(Items from a dataset)
--- START ---

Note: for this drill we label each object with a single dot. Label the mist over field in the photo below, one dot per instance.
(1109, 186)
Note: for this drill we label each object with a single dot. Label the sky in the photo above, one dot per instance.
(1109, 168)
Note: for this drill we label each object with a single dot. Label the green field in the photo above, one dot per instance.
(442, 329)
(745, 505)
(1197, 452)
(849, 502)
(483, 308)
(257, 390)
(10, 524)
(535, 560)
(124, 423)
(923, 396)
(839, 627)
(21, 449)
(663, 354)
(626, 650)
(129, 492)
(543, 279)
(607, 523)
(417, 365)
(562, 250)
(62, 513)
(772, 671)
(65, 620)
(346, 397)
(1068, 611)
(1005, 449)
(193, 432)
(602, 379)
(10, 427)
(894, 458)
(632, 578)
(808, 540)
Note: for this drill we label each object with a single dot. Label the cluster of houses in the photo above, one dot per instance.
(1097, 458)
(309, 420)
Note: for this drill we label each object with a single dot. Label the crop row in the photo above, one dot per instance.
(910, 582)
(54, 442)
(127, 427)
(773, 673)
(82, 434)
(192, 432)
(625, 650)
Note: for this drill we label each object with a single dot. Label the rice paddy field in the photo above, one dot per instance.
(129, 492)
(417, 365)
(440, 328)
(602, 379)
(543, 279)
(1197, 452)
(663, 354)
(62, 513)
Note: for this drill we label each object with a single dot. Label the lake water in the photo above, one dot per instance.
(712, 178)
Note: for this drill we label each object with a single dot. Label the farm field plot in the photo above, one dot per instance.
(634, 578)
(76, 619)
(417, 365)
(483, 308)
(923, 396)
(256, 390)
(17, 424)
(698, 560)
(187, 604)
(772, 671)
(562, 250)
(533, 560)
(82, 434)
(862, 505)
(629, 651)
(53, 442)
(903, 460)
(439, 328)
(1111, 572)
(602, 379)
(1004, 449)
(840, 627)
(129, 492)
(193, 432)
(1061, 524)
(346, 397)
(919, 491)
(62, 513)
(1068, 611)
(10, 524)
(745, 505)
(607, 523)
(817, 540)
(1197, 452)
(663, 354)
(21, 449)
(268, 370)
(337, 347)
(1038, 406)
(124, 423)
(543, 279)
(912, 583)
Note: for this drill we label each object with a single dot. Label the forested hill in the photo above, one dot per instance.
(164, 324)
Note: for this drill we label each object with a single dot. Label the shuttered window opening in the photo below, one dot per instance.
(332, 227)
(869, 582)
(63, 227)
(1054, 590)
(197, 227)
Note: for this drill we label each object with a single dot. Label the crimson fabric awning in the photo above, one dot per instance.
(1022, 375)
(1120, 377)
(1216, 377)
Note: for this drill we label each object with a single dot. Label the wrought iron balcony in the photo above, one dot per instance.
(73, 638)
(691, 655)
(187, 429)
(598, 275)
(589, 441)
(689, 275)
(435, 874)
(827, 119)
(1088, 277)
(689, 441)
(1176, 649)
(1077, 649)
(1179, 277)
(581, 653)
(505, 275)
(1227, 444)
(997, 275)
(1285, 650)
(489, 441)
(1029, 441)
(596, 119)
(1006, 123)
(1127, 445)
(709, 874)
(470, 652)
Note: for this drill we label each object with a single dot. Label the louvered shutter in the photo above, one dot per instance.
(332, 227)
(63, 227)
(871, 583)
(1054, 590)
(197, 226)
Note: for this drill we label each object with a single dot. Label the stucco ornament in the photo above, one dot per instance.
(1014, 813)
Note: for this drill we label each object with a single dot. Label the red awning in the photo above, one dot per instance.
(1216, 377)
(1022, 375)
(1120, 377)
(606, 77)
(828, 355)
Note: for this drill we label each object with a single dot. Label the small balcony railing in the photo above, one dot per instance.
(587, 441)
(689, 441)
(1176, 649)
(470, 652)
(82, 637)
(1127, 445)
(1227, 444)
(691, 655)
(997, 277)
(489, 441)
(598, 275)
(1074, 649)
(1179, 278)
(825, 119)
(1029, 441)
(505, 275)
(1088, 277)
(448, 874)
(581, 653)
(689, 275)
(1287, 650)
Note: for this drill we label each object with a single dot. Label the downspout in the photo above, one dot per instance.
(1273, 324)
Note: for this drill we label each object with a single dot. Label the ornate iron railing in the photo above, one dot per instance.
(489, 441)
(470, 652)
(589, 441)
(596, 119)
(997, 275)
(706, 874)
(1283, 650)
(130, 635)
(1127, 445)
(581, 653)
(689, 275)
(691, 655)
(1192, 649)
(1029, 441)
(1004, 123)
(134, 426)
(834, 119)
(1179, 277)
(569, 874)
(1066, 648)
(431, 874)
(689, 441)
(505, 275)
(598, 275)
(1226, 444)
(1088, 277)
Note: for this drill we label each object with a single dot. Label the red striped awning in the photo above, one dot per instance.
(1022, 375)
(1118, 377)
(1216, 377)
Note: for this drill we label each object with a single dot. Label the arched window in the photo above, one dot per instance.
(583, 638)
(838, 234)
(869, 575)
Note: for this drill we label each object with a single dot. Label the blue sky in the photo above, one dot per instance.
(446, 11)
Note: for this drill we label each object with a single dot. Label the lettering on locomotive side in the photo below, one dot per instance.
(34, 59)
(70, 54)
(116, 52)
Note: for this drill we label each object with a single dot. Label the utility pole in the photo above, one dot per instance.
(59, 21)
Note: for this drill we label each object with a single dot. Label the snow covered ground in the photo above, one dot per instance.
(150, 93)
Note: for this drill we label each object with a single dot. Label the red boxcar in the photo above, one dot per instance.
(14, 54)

--- END ---

— Goal of the exercise —
The answer must reproduce every record exactly.

— Solution —
Note: for this drill we label each object with a single dot. Label the mist over field in the photo below, one dot per instance.
(1109, 186)
Note: for this drill we label each object with a single dot. Label the sky in the photo above, one dot per instance.
(1109, 168)
Note: for this drill we label each object with a single dot. Label the green field in the photo above, one dot per instance.
(442, 329)
(745, 505)
(1197, 452)
(849, 502)
(483, 308)
(257, 390)
(10, 524)
(535, 560)
(124, 423)
(923, 396)
(839, 627)
(21, 449)
(663, 354)
(626, 650)
(129, 492)
(543, 279)
(607, 523)
(417, 365)
(562, 250)
(62, 513)
(772, 671)
(65, 620)
(346, 397)
(1068, 611)
(1005, 449)
(193, 432)
(602, 379)
(10, 427)
(894, 458)
(632, 578)
(808, 540)
Note: for this drill we label each object with a single dot. Label the cluster of houses in the photo above, one dot per instance.
(1097, 458)
(309, 420)
Note: for this drill we label each object with a single dot. Label the crop row in the photo above, one dot per instance.
(910, 582)
(54, 442)
(127, 427)
(773, 673)
(82, 434)
(192, 432)
(625, 650)
Note: for this drill we label each object with a single dot. Label the rice paddy field in the photo above, one dot per instance.
(129, 492)
(417, 365)
(440, 328)
(602, 379)
(543, 279)
(1197, 452)
(663, 354)
(62, 513)
Note: for this drill we label each object with a single dot. Label the lake water in the photo above, one dot per instance.
(712, 178)
Note: for this drill we label each object with a single dot. Label the farm field plot in the photo above, one dot per instance.
(634, 578)
(76, 619)
(417, 365)
(483, 308)
(923, 396)
(256, 390)
(17, 424)
(698, 560)
(187, 604)
(772, 671)
(562, 250)
(533, 560)
(82, 434)
(862, 505)
(629, 651)
(53, 442)
(903, 460)
(439, 328)
(1111, 572)
(602, 379)
(1004, 449)
(840, 627)
(129, 492)
(193, 432)
(1061, 524)
(346, 397)
(919, 491)
(62, 513)
(1068, 611)
(10, 524)
(745, 505)
(607, 523)
(817, 540)
(1197, 452)
(663, 354)
(21, 449)
(268, 370)
(337, 347)
(1038, 406)
(124, 423)
(543, 279)
(912, 583)
Note: for this drill we label each object with a single dot. Label the forested hill in the photo above, one dot per instance.
(164, 324)
Note: for this drill we label each object with a single dot. Label the shuttered window opening in the photo below, one dot per instance.
(332, 227)
(869, 582)
(63, 227)
(1054, 590)
(197, 227)
Note: for this drill we label each object with a single dot. Label the crimson fabric awning in the photo above, one dot per instance.
(1022, 375)
(1120, 377)
(1216, 377)
Note: for this drill we label each object with a single dot. Label the wrought iron balcony in the photo above, one dot per instance.
(73, 638)
(691, 655)
(187, 429)
(598, 275)
(589, 441)
(689, 275)
(435, 874)
(827, 119)
(1088, 277)
(689, 441)
(1176, 649)
(1077, 649)
(1179, 277)
(581, 653)
(505, 275)
(1227, 444)
(997, 275)
(1285, 650)
(489, 441)
(1029, 441)
(596, 119)
(1006, 123)
(1127, 445)
(709, 874)
(470, 652)
Note: for this drill we label each object with a single dot. Label the louvered shutter in the photo above, one dot per instance.
(332, 227)
(63, 227)
(871, 583)
(1054, 590)
(197, 226)
Note: for this drill we label each object with a single dot. Label the stucco ornament in the photo above, one dot per instance.
(1014, 813)
Note: for this drill we label each object with a single dot. Label the red awning in the photo above, one dot per instance.
(1216, 377)
(1022, 375)
(1120, 377)
(606, 77)
(828, 355)
Note: for this drill we label each object with a single dot. Label the small balcony railing in the photo above, one dot per instance.
(587, 441)
(689, 441)
(1176, 649)
(470, 652)
(82, 637)
(1127, 445)
(1227, 444)
(691, 655)
(997, 277)
(489, 441)
(598, 275)
(1074, 649)
(1179, 278)
(825, 119)
(1029, 441)
(505, 275)
(1088, 277)
(448, 874)
(581, 653)
(689, 275)
(1287, 650)
Note: for this drill we label each object with a single dot. Label the downspout in the photo above, one dot per instance.
(1273, 324)
Note: for this drill we label each object with a single dot. Label the ornate iron railing in the photo above, one dot per instance.
(489, 441)
(470, 652)
(589, 441)
(596, 119)
(997, 275)
(706, 874)
(1283, 650)
(130, 635)
(1127, 445)
(581, 653)
(689, 275)
(691, 655)
(1192, 649)
(1029, 441)
(1004, 123)
(134, 426)
(834, 119)
(1179, 277)
(569, 874)
(1066, 648)
(431, 874)
(689, 441)
(505, 275)
(598, 275)
(1226, 444)
(1088, 277)
Note: for this drill we label each object with a single dot. Label the red striped awning in the photo above, one dot per instance.
(1022, 375)
(1118, 377)
(1216, 377)
Note: for this drill we label each object with a single dot. Label the arched window in the photo above, one dot per instance.
(583, 638)
(838, 234)
(869, 575)
Note: for this drill we label each object with a single dot. Label the blue sky in the photo above, one dot per instance.
(446, 11)
Note: for this drill we label each object with a single dot. Label the lettering on locomotive side in the photo below, one dot per instance.
(34, 59)
(70, 54)
(116, 52)
Note: for this drill we label each object with a single dot. Label the utility pole in the photo above, one dot per instance.
(59, 21)
Note: for this drill we label each object with a single dot. Label the snow covered ground in the photo above, one dot per instance.
(150, 93)
Note: for this drill we label each object with a single dot. Label the red boxcar in the photo above, one dot per instance.
(14, 54)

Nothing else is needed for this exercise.